What to produce:
Reproduce every one of the records below, swapping "instance" for "occurrence" wherever it appears. Leave all other text unchanged.

The data:
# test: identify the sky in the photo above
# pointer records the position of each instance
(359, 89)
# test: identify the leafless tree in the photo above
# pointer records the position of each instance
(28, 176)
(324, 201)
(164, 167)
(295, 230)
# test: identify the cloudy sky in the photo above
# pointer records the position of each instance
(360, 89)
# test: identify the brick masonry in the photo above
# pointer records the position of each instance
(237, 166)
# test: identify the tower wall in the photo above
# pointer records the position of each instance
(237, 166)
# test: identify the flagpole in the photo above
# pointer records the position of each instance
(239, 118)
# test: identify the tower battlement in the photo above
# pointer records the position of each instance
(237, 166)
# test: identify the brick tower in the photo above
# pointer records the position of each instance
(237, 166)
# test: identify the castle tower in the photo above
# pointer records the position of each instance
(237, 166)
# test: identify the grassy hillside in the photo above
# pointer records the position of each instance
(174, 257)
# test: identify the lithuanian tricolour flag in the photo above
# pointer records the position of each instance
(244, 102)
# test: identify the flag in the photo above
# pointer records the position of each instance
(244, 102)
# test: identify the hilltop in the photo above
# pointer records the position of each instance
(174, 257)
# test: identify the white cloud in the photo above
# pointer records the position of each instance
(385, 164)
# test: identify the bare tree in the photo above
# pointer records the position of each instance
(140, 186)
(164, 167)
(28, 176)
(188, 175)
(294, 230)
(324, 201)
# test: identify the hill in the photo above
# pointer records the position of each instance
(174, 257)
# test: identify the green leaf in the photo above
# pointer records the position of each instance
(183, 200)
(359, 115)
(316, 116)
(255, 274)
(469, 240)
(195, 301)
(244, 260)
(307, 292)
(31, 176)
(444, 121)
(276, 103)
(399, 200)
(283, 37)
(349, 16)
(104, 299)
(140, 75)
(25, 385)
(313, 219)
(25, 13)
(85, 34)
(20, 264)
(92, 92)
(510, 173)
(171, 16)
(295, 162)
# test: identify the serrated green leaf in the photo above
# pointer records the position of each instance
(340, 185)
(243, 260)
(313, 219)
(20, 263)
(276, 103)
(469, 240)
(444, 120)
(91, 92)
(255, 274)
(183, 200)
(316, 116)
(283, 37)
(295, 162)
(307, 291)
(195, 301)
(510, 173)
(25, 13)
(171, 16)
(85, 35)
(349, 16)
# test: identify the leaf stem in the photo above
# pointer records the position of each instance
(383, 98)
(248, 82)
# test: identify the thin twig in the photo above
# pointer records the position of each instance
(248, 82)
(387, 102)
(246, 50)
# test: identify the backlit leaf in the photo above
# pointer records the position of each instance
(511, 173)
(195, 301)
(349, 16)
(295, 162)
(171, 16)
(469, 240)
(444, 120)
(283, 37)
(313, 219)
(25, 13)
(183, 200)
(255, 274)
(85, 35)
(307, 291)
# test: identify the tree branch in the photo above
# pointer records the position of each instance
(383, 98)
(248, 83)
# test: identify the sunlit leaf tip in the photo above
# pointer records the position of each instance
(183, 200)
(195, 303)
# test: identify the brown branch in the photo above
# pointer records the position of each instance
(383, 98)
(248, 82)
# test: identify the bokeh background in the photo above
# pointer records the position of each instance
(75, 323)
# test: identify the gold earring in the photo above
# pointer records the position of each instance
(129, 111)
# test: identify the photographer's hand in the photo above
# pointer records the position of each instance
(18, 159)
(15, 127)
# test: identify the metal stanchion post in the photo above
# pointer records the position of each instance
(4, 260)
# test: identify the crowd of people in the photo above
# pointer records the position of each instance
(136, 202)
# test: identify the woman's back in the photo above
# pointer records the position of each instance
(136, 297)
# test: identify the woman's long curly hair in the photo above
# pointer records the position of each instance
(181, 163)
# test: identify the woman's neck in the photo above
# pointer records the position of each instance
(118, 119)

Exercise solution:
# test: identify the sky in the photo above
# pointer records the position of each occurrence
(359, 89)
# test: identify the leafless tree in the photo above
# pointer records the position of each occurrence
(28, 176)
(324, 201)
(164, 167)
(295, 230)
# test: identify the cloudy sky in the photo above
# pointer records the position of each occurrence
(360, 89)
# test: identify the brick masonry in the photo above
# pointer records the position of each occurrence
(237, 166)
# test: identify the tower wall in the photo above
# pointer records the position of each occurrence
(237, 166)
# test: identify the flagpole in the photo above
# pointer records the position of each occurrence
(239, 118)
# test: identify the tower battlement in the photo above
# pointer records the position of each occurrence
(237, 166)
# test: identify the brick tower in the photo above
# pointer records the position of each occurrence
(237, 166)
# test: identify the castle tower in the photo above
# pointer records the position of each occurrence
(237, 166)
# test: identify the grassy hillside in the photo above
# pointer records the position of each occurrence
(174, 257)
# test: identify the lithuanian tricolour flag in the photo above
# pointer records the position of each occurrence
(244, 102)
# test: identify the flag in the photo above
# pointer records the position of each occurrence
(244, 102)
# test: identify the hilltop in the photo above
# pointer records the position of each occurrence
(174, 257)
# test: identify the white cloud in the photo above
# pointer records the position of each occurrence
(385, 164)
# test: identify the bare tree in the photo above
# pointer records the position of each occurrence
(140, 186)
(164, 167)
(28, 176)
(188, 175)
(294, 230)
(324, 201)
# test: identify the hill in the photo above
# pointer records the position of each occurrence
(174, 257)
# test: identify the green leaf in the photo above
# pointer records the position of each occurrence
(183, 200)
(359, 115)
(316, 116)
(255, 274)
(469, 240)
(195, 301)
(244, 260)
(307, 292)
(31, 176)
(444, 121)
(276, 103)
(399, 200)
(283, 37)
(349, 16)
(104, 299)
(140, 75)
(25, 385)
(313, 219)
(25, 13)
(85, 34)
(20, 264)
(92, 92)
(510, 173)
(171, 16)
(295, 162)
# test: identify the serrated green leaf in the photo above
# pointer records the position of each occurrence
(340, 185)
(243, 260)
(313, 219)
(20, 263)
(276, 103)
(469, 240)
(444, 120)
(91, 92)
(255, 274)
(183, 200)
(316, 116)
(283, 37)
(295, 162)
(307, 291)
(195, 301)
(510, 173)
(25, 13)
(171, 16)
(85, 35)
(349, 16)
# test: identify the leaf stem in the photo above
# pointer records the position of each occurrence
(383, 98)
(248, 82)
# test: identify the thin twig in the photo above
# pointer records the position of each occurrence
(248, 82)
(387, 102)
(246, 50)
# test: identify the backlit leaf in the photo above
# pointer records the position of each occurrence
(511, 173)
(195, 301)
(349, 16)
(295, 162)
(171, 16)
(469, 240)
(444, 120)
(283, 37)
(313, 219)
(25, 13)
(183, 200)
(255, 274)
(85, 35)
(307, 291)
# test: identify the tree branch in the photo above
# pointer records the position of each occurrence
(383, 98)
(248, 83)
# test: identify the sunlit leaf tip in the photo above
# pointer records the position of each occurrence
(183, 200)
(195, 303)
# test: identify the brown branch in the photo above
# pointer records the position of each occurrence
(383, 98)
(248, 82)
# test: identify the bokeh background in the photo above
# pointer records the position of each occurrence
(75, 323)
# test: identify the gold earring in the photo above
# pointer records the position of each occurrence
(129, 111)
# test: identify the photographer's hand in the photo above
# pointer records the position of each occurrence
(18, 159)
(15, 127)
# test: identify the metal stanchion post in the photo above
# pointer records the position of each occurrence
(4, 260)
# test: identify the crowd of people in the photo above
# pointer records the position of each occurrence
(136, 202)
# test: identify the woman's back in the photo above
# pointer records the position of each occurrence
(136, 297)
# test: identify the woman's long curly hair in the photo above
# pointer records the position of each occurrence
(181, 163)
# test: identify the woman's neck in the photo above
# pointer records the position of each occurrence
(118, 119)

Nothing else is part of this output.